| ИСХОДНЫЕ ПУНКТЫ |
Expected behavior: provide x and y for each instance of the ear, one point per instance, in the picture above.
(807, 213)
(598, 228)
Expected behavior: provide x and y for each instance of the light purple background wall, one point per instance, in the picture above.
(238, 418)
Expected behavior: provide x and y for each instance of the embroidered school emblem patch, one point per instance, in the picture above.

| ОПИСАНИЕ ЗАДАНИЯ |
Перепишите все пункты выше, заменив «one point per instance» на «a single point per instance». Всё остальное оставьте без изменений.

| РЕЗУЛЬТАТ |
Expected behavior: provide x and y for each instance of the ear, a single point per instance, in the picture above.
(807, 213)
(598, 228)
Expected behavior: provide x and y for each instance of the light purple background wall, a single point per instance, in the picture above.
(238, 418)
Expected behavior: provide x and y for each instance of the embroidered school emblem patch, a single point per instance, in the picture above.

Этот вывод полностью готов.